• Exercise brief
Scan the data, and whenever a line contains "metal", copy it.

Recorded information section start

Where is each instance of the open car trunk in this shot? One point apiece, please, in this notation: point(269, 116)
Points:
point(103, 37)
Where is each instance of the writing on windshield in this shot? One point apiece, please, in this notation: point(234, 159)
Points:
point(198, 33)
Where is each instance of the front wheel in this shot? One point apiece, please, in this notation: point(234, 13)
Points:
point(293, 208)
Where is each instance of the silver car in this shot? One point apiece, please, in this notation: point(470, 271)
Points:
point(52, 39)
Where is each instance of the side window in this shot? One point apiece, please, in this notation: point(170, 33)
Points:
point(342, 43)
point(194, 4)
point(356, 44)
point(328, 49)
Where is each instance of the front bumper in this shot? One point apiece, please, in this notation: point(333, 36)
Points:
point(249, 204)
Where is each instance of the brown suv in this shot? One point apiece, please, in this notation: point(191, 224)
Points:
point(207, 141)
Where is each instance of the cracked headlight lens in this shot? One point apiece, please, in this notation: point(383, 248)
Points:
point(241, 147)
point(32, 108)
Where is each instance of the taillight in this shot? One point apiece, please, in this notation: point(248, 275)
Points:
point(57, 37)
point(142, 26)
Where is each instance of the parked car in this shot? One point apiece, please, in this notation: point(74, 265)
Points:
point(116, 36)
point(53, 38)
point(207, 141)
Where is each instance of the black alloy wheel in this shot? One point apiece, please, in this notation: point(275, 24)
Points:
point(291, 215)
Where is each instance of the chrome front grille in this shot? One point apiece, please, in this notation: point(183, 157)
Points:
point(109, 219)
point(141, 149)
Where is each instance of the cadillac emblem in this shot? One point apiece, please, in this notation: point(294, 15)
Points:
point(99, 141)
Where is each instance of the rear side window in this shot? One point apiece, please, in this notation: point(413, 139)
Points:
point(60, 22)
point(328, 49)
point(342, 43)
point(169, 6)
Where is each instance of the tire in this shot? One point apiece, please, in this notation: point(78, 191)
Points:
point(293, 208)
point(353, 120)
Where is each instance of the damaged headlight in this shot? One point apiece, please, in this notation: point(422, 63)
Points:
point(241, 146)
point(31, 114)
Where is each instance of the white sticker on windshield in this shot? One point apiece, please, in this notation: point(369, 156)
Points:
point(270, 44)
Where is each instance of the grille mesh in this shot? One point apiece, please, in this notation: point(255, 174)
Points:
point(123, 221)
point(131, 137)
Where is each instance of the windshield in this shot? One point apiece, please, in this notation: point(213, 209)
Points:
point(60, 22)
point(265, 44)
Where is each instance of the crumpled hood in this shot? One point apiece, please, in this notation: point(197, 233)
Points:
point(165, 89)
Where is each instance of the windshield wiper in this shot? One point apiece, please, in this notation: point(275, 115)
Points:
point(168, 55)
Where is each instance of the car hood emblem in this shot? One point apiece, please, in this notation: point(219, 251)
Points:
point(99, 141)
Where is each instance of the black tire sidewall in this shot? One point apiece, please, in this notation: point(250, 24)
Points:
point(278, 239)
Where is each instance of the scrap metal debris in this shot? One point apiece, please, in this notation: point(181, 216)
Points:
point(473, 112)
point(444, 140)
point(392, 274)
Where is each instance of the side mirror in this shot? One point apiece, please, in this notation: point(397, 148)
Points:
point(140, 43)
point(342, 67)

Recorded information section end
Recorded information section start

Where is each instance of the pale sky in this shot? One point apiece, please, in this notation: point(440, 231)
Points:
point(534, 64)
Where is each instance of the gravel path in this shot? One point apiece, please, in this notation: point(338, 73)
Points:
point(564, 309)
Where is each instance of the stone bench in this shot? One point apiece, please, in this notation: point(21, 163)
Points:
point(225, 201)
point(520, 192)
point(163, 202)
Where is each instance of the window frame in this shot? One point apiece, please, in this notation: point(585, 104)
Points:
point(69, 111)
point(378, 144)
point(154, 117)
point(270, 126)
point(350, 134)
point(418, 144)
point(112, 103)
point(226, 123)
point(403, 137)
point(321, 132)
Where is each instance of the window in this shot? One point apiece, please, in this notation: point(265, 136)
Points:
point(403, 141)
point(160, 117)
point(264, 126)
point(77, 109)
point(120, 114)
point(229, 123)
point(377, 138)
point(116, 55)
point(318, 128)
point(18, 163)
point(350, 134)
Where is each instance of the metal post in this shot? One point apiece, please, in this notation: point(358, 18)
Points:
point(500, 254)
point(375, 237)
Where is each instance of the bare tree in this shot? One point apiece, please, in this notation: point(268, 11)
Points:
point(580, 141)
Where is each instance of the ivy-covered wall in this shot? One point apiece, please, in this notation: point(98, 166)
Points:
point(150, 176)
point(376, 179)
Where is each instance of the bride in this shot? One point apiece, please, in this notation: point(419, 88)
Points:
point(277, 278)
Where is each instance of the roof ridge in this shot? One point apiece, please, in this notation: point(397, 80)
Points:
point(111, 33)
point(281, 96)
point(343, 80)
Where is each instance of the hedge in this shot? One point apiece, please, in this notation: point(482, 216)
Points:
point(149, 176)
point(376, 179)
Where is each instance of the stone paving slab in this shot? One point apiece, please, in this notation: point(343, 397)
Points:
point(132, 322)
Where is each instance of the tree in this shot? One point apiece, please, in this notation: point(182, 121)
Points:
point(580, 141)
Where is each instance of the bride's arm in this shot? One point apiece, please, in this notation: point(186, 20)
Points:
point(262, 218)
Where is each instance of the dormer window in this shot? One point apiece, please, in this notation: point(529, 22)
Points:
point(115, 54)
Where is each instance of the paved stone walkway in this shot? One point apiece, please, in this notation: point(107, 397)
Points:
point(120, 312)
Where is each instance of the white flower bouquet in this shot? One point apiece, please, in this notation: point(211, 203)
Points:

Recorded information section end
Recorded information section start

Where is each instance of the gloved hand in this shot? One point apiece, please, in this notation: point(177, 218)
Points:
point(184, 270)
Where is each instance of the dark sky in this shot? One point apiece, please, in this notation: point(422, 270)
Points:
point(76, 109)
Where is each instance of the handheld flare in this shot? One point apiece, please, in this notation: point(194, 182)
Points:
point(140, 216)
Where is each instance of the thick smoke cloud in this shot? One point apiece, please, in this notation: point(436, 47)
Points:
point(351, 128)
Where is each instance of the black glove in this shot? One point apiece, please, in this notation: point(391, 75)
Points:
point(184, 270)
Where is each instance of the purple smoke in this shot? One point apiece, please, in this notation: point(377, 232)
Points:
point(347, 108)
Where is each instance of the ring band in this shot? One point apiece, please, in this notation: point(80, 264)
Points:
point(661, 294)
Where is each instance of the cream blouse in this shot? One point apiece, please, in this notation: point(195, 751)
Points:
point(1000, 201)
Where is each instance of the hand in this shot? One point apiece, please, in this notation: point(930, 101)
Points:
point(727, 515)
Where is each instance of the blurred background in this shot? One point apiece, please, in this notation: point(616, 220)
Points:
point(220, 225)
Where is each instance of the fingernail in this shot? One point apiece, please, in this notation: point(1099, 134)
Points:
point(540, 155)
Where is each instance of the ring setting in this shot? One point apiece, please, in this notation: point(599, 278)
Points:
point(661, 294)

Recorded information section end

• Answer space
Where is each instance of the scrap metal debris in this shot? One point apiece, please, in this notation: point(181, 216)
Where is each instance of the metal post in this shot? One point apiece, please, in this notation: point(358, 18)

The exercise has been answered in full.